Reproduce every row below word for word, leaving nothing out and changing nothing.

A data block
============
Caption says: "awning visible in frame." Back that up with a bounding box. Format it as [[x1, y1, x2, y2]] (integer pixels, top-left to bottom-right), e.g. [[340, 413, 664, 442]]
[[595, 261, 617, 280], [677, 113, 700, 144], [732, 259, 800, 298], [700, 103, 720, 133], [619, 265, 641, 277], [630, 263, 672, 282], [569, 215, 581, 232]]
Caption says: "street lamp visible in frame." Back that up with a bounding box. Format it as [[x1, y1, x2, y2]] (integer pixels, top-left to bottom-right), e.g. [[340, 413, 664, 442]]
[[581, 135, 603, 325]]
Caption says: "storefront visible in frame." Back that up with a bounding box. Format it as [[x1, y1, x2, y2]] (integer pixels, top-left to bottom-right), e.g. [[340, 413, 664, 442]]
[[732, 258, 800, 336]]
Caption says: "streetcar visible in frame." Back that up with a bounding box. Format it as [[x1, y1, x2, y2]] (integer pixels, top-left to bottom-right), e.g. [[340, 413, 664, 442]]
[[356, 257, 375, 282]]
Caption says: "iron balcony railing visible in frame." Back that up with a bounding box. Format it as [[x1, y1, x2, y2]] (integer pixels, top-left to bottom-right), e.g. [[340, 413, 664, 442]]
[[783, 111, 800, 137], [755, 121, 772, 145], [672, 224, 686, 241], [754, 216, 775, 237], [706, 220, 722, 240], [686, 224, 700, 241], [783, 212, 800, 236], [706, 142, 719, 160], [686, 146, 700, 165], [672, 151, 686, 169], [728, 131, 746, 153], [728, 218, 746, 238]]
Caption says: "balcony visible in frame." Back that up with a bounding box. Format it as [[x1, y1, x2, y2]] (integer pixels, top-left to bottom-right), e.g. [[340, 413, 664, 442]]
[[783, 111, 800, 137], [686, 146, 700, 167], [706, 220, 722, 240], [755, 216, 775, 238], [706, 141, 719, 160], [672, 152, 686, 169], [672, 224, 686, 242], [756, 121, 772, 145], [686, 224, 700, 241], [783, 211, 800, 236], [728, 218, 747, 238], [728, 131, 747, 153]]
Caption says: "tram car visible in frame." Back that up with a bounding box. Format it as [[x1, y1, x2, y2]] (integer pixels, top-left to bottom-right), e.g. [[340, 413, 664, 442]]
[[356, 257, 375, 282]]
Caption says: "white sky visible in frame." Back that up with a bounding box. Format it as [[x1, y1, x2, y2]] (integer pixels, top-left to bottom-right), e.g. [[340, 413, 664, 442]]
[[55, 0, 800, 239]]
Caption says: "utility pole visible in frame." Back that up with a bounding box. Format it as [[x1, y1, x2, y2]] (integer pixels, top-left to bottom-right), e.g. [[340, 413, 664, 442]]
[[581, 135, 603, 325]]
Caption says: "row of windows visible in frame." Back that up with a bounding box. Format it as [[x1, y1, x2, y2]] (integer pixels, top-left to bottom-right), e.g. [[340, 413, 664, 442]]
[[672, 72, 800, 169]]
============
--- Solution for this exercise ---
Caption says: "awning visible in frame." Back that up with a bounding box. Format it as [[x1, y1, x2, y2]] (integer pixels, top-left to bottom-right), e.g. [[340, 413, 664, 442]]
[[595, 261, 617, 280], [677, 113, 700, 144], [732, 259, 800, 298], [700, 103, 720, 133], [619, 265, 641, 277], [630, 263, 672, 282], [569, 215, 581, 232]]
Caption says: "street lamp visible in frame." Back that up with a bounding box. Format it as [[x1, y1, x2, y2]] (integer pixels, top-left to bottom-right), e.g. [[340, 413, 664, 442]]
[[581, 135, 603, 325]]
Caption says: "storefront visible in frame." Back that up with a bounding box. Format it as [[x1, y1, x2, y2]] (integer pixels, top-left to bottom-right), e.g. [[340, 413, 664, 442]]
[[732, 258, 800, 336]]
Caption says: "streetcar visible in frame." Back that up with a bounding box. Format it as [[x1, y1, x2, y2]] (integer pixels, top-left to bottom-right), e.g. [[340, 413, 664, 442]]
[[356, 257, 375, 282]]
Caption says: "iron balcony railing visible in frame." Back that up with a bounding box. Format it as [[x1, y1, x2, y2]] (integer pixels, top-left to bottom-right), e.g. [[340, 413, 664, 442]]
[[783, 111, 800, 137], [755, 121, 772, 145], [672, 224, 686, 241], [754, 216, 775, 237], [706, 220, 722, 240], [686, 224, 700, 241], [783, 212, 800, 236], [706, 142, 719, 160], [686, 146, 700, 165], [672, 151, 686, 169], [728, 131, 746, 153], [728, 218, 746, 238]]
Caption says: "balcony visible in frame." Back that up with a bounding box. Format it as [[x1, y1, x2, y2]] (integer pixels, top-left to bottom-right), e.g. [[340, 413, 664, 442]]
[[783, 111, 800, 137], [686, 146, 700, 167], [706, 220, 722, 240], [755, 216, 775, 238], [706, 141, 719, 160], [672, 152, 686, 169], [672, 224, 686, 242], [756, 121, 772, 145], [686, 224, 700, 241], [783, 211, 800, 236], [728, 218, 747, 238], [728, 131, 747, 153]]
Caption says: "tram car visible in frame." Back that up with a bounding box. Format it as [[x1, y1, x2, y2]] (integer pixels, top-left to bottom-right), e.g. [[340, 413, 664, 442]]
[[356, 257, 375, 282]]
Caption says: "white sky visible in frame." Back that up with a bounding box. Format it as [[x1, y1, x2, y2]] (integer pixels, top-left to bottom-right), e.g. [[340, 413, 664, 442]]
[[55, 0, 800, 239]]
Caption says: "utility pole visible in frame." Back that up with a bounding box. Format it as [[x1, y1, x2, y2]] (integer pixels, top-left to bottom-right), e.g. [[340, 413, 664, 442]]
[[581, 135, 603, 325]]
Caption says: "row of windows visible in frame." Back that up with a bounding box. Format it as [[x1, y1, x2, y2]] (integer pixels, top-left to bottom-right), e.g. [[340, 413, 664, 442]]
[[672, 72, 800, 169]]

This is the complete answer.